─── VORGEGEBENER TEXT
In der Tat ist die massive Einwanderung in das südliche Königreich den Umfragen zufolge neuerdings die größte Sorge des 45-Millionen-Volkes. Der Ausländeranteil hat sich binnen fünf Jahren auf gut zehn Prozent verdoppelt. Rund eine halbe Million Menschen kommt derzeit pro Jahr in Spanien legal oder illegal an. Vor allem aus Lateinamerika und Osteuropa. Die schwarzafrikanischen Migranten, die mit ihren lebensgefährlichen Bootsfahrten übers Meer am meisten Schlagzeilen machen, sind nur eine Minderheit im großen Immigrantenstrom Richtung Spanien.
──────
─── DATENZEILEN
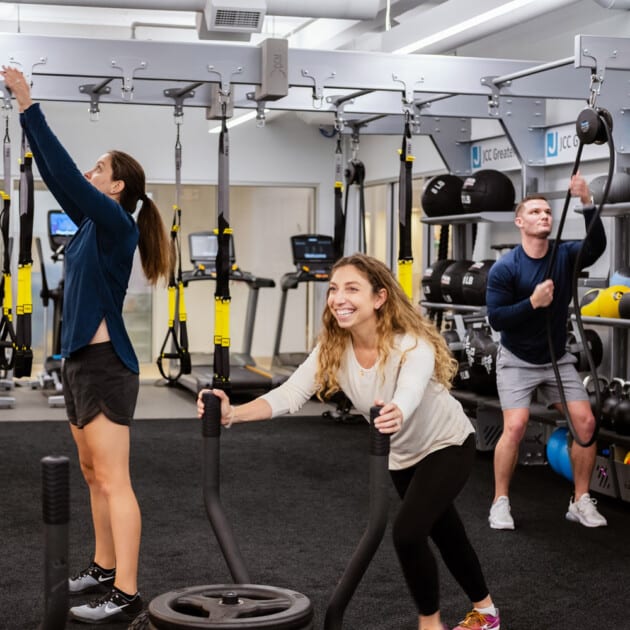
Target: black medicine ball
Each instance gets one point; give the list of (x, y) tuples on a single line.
[(590, 127), (442, 196), (488, 191), (474, 283), (451, 281), (431, 287)]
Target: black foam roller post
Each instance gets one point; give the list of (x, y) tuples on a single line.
[(211, 431), (211, 419), (373, 534), (56, 515), (379, 442)]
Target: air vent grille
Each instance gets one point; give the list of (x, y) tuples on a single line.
[(230, 18)]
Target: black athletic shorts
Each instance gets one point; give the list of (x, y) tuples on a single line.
[(95, 380)]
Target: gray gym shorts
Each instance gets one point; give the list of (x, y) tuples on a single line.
[(517, 380)]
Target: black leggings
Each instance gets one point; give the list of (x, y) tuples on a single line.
[(428, 490)]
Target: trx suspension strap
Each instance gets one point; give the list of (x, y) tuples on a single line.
[(222, 292), (178, 355), (355, 174), (7, 334), (405, 258), (340, 218), (24, 305)]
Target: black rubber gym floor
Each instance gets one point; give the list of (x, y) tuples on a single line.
[(296, 493)]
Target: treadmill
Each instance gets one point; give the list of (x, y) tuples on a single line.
[(61, 229), (246, 378), (313, 257)]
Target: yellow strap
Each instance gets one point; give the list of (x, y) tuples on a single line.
[(7, 306), (405, 276), (222, 322), (182, 302), (171, 306)]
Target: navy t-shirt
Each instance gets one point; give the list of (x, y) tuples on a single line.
[(511, 281), (99, 257)]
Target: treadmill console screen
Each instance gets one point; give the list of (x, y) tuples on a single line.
[(204, 247), (314, 252), (61, 228)]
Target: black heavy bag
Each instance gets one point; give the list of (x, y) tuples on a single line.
[(481, 353), (474, 283), (442, 196), (451, 281), (595, 346), (431, 287), (488, 191), (456, 346)]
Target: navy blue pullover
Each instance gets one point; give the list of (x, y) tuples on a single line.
[(512, 280), (99, 257)]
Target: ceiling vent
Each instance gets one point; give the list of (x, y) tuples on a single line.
[(235, 16)]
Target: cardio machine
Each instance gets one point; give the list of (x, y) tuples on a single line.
[(61, 229), (313, 257), (246, 377)]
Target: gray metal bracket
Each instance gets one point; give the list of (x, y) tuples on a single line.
[(95, 92), (128, 67), (179, 95)]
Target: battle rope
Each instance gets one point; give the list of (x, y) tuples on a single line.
[(576, 270)]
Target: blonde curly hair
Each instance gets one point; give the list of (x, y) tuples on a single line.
[(396, 316)]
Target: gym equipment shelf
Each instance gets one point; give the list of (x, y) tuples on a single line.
[(471, 217)]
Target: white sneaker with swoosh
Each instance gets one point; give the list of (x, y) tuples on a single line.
[(114, 606)]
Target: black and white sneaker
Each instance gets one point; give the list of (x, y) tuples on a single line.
[(92, 579), (114, 606)]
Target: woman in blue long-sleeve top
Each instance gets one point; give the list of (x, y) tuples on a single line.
[(100, 371)]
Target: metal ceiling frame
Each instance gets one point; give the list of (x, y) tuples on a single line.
[(373, 90)]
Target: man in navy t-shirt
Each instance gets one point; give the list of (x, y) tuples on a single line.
[(521, 296)]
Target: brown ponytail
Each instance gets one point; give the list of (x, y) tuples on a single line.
[(154, 243)]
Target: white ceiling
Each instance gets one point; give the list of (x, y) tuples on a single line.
[(514, 29)]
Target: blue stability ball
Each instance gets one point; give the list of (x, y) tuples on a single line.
[(558, 453)]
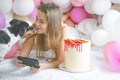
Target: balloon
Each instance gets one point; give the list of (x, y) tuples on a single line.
[(88, 6), (116, 1), (2, 21), (114, 55), (100, 37), (100, 7), (116, 29), (106, 49), (37, 2), (5, 6), (12, 52), (23, 7), (78, 14)]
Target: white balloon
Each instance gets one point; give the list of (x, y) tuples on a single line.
[(116, 29), (88, 6), (8, 17), (23, 7), (87, 27), (100, 7), (109, 19), (46, 1), (116, 7), (5, 6), (116, 1), (100, 37)]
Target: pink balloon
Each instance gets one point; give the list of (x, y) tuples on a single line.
[(114, 55), (37, 2), (106, 49), (2, 21), (12, 52), (78, 14), (33, 13)]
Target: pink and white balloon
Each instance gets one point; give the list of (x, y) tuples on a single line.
[(5, 6), (8, 17), (87, 27), (78, 3), (62, 3), (116, 1), (100, 37), (78, 14), (100, 7), (2, 21), (88, 6), (116, 29), (23, 7)]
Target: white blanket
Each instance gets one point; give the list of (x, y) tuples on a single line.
[(100, 71)]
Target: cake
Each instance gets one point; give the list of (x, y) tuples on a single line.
[(77, 55)]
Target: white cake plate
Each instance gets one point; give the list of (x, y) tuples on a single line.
[(61, 66)]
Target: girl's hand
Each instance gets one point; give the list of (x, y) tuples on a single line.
[(34, 70), (19, 62)]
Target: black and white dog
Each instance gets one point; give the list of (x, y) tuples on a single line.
[(11, 35)]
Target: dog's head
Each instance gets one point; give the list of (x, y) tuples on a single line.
[(19, 27)]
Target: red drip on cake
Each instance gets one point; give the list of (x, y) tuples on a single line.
[(77, 44)]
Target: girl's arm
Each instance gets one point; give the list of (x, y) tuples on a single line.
[(25, 50)]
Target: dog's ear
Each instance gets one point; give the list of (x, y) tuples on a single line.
[(4, 38)]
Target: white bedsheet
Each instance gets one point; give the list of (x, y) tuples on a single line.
[(101, 71)]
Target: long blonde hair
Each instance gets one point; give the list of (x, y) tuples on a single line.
[(54, 29)]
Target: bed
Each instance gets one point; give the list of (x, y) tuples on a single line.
[(100, 71)]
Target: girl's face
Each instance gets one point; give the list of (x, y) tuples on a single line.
[(41, 23)]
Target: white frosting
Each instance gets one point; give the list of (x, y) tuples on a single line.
[(78, 58)]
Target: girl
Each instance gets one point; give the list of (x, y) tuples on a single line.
[(49, 38)]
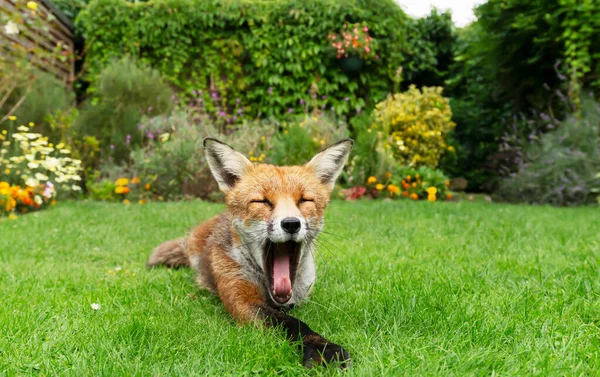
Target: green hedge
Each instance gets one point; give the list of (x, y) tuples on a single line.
[(266, 53)]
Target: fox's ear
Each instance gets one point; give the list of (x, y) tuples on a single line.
[(328, 164), (226, 165)]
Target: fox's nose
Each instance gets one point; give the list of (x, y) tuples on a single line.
[(290, 225)]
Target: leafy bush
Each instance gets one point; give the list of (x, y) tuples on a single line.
──────
■ AUFGABEN:
**1.** Wie hat sich laut dem Text über die Einwanderung nach Spanien der Ausländeranteil in den letzten fünf Jahren entwickelt?
**2.** Gib den Absatz „In der Tat ist die massive Einwanderung“ aus dem Text über die Einwanderung nach Spanien als knappe Stichpunktliste wieder.
**3.** Schreib den Text über die Einwanderung nach Spanien im Anschluss an seinen letzten Satz weiter.

■ LÖSUNGEN:
**1.** Er hat sich binnen fünf Jahren auf gut zehn Prozent verdoppelt.

**2.**
- Die massive Einwanderung ist laut Umfragen neuerdings die größte Sorge der 45 Millionen Einwohner Spaniens.
- Der Ausländeranteil hat sich in fünf Jahren auf gut zehn Prozent verdoppelt.
- Derzeit kommen jährlich rund eine halbe Million Menschen legal oder illegal an.
- Sie stammen vor allem aus Lateinamerika und Osteuropa.
- Schwarzafrikanische Migranten, die mit lebensgefährlichen Bootsfahrten die meisten Schlagzeilen machen, sind nur eine Minderheit.

**3.**
In Alcorcon kam es zu der Straßenschlacht zwischen spanischen und südamerikanischen Jugendlichen, als erst zwei Mädchen stritten und sich dann ihre Freunde prügelten, die wiederum Hilfe von Dutzenden Landsleuten bekamen. Funken wie in Alcorcon, warnt Spaniens größte Tageszeitung „El Pais“, könnten bald auch in anderen Arbeitervorstädten Madrids mit hohem Immigrantenanteil und „ghettoähnlichen Strukturen“ sprühen. Enrique Cascallana, sozialdemokratischer Bürgermeister Alcorcons, müht sich derweil, die Auseinandersetzungen, die in ausländerfeindliche Krawalle mündeten und das Image seiner Stadt beschädigten, herunterzuspielen. So etwas könne doch überall mal vorkommen, von ernsthaften Konflikten und Rassismus gebe es keine Spur.